** What you need to do **
For each statement, say yes or no as to whether it agrees with the text on Arches National Park reservations, and quote the words that decide it: 1. Reservations for a July visit open on April 1. 2. Each reservation is valid for one week. 3. The pilot program ends on October 31.

== Text excerpt ==

The pilot program launched next year aims to reduce congestion and overcrowding.
Visitors to Arches National Park will soon need reservations to access the park’s iconic arch formations and other red rock features, the National Park Service said on Friday.
The timed-entry reservation system will launch next year and is part of a pilot program to reduce congestion and overcrowding. Since the start of the COVID-19 pandemic, more than 1.6 million visitors have visited Arches each year.
“We had to temporarily delay access to the park by closing the gates when all of our parking lots were full,” said Kaitlynn Thomas, park spokesperson. “And so a delayed entry system reduces the need for that.”
The pilot program runs from April 3 to October 3. Visitors can start making their reservations, which are valid for a one-month block, on Recreation.gov starting January 3.
The parks system will open reservations three months in advance, according to this schedule:
April reservations (April 3-30) are open on January 3.
May reservations (May 1 to May 31) are open on February 1.
June reservations (June 1 to 30) are open on March 1.
July reservations (July 1 to July 31) are open on April 1.
Reservations for the month of August (August 1 to August 31) are open on May 1.
September reservations (September 1 to 30) are open on June 1.
October reservations (October 1 to 3) are open on July 1.

===
== Data shown ==

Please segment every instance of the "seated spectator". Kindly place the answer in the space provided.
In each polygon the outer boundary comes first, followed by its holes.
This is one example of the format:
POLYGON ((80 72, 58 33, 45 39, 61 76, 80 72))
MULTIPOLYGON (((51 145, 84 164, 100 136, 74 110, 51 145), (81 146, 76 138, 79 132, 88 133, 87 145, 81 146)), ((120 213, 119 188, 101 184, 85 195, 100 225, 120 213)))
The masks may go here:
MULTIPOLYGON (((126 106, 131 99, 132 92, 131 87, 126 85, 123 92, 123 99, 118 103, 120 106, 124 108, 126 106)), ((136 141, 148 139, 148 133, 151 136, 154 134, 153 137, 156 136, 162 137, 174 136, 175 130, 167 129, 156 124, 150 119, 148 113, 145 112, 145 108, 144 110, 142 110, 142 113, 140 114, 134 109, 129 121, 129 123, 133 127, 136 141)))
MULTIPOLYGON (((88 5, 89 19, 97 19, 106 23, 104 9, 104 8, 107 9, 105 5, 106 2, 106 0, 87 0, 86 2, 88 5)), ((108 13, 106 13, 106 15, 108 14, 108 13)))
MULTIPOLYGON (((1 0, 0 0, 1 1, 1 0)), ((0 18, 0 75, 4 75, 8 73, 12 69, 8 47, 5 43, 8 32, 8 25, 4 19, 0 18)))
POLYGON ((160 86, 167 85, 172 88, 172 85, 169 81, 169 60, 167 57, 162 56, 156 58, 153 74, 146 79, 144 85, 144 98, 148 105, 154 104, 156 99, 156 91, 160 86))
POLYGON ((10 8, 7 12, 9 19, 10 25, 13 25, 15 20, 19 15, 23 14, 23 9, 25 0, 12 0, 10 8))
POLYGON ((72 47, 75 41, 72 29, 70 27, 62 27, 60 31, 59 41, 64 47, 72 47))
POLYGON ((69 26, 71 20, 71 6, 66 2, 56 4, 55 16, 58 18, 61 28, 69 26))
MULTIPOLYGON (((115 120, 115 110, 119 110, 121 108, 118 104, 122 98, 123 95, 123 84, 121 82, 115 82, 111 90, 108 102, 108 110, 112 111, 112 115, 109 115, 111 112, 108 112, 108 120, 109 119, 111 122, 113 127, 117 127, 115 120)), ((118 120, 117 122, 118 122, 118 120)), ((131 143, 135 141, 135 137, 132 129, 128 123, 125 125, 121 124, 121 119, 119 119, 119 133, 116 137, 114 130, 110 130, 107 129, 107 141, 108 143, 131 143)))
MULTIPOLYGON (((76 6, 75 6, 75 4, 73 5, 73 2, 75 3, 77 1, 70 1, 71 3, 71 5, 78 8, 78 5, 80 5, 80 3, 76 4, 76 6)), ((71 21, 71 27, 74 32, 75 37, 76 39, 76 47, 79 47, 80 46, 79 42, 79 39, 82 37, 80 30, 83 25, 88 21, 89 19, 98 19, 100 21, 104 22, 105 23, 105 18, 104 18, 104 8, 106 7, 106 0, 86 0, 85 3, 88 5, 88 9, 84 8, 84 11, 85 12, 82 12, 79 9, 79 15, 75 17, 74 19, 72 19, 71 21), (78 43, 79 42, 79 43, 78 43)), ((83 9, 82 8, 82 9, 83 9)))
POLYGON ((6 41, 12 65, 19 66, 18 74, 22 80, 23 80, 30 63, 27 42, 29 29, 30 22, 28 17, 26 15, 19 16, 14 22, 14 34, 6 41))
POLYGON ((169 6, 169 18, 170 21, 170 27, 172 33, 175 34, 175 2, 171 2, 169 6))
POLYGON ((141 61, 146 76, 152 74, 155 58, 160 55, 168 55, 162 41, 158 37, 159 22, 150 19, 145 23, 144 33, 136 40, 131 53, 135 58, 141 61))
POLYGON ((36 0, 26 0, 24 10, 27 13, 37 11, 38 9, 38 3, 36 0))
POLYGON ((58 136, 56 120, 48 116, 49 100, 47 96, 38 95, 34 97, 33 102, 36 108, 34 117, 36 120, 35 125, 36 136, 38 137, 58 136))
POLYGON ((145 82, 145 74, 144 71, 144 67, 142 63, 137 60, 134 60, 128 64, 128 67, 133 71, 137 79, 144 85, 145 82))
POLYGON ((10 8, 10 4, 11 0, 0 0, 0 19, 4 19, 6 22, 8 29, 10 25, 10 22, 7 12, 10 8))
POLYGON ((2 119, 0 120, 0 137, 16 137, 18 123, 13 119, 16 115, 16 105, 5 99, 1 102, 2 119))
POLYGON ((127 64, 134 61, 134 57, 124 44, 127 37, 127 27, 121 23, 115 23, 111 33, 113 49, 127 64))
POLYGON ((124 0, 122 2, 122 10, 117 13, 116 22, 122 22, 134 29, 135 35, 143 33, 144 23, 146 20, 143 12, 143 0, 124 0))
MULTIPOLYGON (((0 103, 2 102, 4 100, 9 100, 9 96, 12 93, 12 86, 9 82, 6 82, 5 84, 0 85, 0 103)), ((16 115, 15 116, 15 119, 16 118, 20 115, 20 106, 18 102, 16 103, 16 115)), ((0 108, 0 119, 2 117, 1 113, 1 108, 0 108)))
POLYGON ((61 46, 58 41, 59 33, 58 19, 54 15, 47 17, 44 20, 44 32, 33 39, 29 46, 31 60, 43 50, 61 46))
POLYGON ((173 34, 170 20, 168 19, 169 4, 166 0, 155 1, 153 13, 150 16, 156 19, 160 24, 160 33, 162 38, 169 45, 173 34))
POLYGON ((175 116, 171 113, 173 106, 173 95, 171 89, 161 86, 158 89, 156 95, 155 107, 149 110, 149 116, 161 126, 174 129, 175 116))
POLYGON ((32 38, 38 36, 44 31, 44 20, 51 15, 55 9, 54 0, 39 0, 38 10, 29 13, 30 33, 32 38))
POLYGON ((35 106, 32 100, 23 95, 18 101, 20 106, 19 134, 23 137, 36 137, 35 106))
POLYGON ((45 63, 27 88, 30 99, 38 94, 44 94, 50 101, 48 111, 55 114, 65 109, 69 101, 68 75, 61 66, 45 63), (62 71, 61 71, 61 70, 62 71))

===

** Written response **
1. Yes: "July reservations (July 1 to July 31) are open on April 1."
2. No: "which are valid for a one-month block"
3. No: "The pilot program runs from April 3 to October 3."